### Dataset entries:
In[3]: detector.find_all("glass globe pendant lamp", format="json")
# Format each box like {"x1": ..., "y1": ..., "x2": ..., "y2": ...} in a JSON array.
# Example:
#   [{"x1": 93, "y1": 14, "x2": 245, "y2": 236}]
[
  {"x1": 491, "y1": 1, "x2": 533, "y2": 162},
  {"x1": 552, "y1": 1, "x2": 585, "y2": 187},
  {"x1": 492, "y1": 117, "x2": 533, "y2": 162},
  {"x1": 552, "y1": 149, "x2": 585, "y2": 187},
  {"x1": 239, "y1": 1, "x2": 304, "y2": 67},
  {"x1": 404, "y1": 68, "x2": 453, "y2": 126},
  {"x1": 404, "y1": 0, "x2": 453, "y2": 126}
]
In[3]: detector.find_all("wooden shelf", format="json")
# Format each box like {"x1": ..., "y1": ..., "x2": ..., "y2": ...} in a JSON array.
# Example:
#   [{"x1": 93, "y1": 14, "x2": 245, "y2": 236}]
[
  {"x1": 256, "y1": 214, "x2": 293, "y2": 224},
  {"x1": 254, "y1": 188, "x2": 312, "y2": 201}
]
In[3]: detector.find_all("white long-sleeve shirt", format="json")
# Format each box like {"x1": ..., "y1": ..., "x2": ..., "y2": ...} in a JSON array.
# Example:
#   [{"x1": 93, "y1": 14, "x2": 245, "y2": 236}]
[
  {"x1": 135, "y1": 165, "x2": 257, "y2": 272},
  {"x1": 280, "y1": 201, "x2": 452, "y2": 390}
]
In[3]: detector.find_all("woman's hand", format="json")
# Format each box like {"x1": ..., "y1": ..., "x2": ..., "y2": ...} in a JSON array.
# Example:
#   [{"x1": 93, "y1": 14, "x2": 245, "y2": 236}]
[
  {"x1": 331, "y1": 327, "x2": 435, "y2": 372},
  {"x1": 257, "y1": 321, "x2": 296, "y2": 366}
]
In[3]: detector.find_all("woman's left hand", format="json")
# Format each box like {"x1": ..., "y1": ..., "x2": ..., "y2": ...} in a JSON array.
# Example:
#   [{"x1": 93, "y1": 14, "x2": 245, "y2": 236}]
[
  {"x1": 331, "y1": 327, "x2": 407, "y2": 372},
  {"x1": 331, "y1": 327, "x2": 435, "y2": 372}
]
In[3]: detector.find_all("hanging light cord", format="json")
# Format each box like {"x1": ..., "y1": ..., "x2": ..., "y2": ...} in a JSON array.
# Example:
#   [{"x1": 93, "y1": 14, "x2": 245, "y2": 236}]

### Brief:
Please repeat the material above, word for word and in full.

### Solution for this task:
In[3]: detector.find_all("glass globe pendant lamp", format="json")
# Format each box like {"x1": ..., "y1": ..., "x2": ..., "y2": ...} in a JSON array.
# Example:
#   [{"x1": 93, "y1": 14, "x2": 245, "y2": 236}]
[
  {"x1": 491, "y1": 1, "x2": 533, "y2": 162},
  {"x1": 552, "y1": 1, "x2": 585, "y2": 187},
  {"x1": 492, "y1": 117, "x2": 533, "y2": 162},
  {"x1": 552, "y1": 149, "x2": 585, "y2": 187},
  {"x1": 239, "y1": 1, "x2": 304, "y2": 67},
  {"x1": 404, "y1": 68, "x2": 453, "y2": 126},
  {"x1": 404, "y1": 0, "x2": 453, "y2": 126}
]
In[3]: detector.find_all("wooden shelf", format="json")
# Format each box like {"x1": ..., "y1": ..., "x2": ..., "y2": ...} in a JSON array.
# Example:
#   [{"x1": 93, "y1": 14, "x2": 245, "y2": 236}]
[
  {"x1": 256, "y1": 214, "x2": 293, "y2": 224},
  {"x1": 254, "y1": 188, "x2": 312, "y2": 201}
]
In[3]: detector.find_all("white long-sleeve shirt", format="json")
# Format each box like {"x1": ..., "y1": ..., "x2": ..., "y2": ...} in a JSON array.
# Example:
#   [{"x1": 93, "y1": 14, "x2": 245, "y2": 236}]
[
  {"x1": 135, "y1": 165, "x2": 257, "y2": 272},
  {"x1": 280, "y1": 201, "x2": 452, "y2": 390}
]
In[3]: detector.find_all("woman's hand", format="json")
# Format each box like {"x1": ..., "y1": ..., "x2": ..., "y2": ...} in a JSON array.
# Example:
#   [{"x1": 93, "y1": 14, "x2": 245, "y2": 236}]
[
  {"x1": 331, "y1": 327, "x2": 435, "y2": 372},
  {"x1": 257, "y1": 321, "x2": 296, "y2": 366}
]
In[3]: detector.find_all("woman's left hand", format="json")
# Format each box like {"x1": ..., "y1": ..., "x2": ..., "y2": ...} in a JSON array.
# Example:
#   [{"x1": 93, "y1": 14, "x2": 245, "y2": 236}]
[
  {"x1": 331, "y1": 327, "x2": 407, "y2": 372},
  {"x1": 331, "y1": 327, "x2": 435, "y2": 372}
]
In[3]: detector.find_all("hanging light cord", format="json")
# Format each box like {"x1": ..., "y1": ..., "x2": ..., "y2": ...} in a JSON array.
# Example:
#   [{"x1": 93, "y1": 14, "x2": 245, "y2": 236}]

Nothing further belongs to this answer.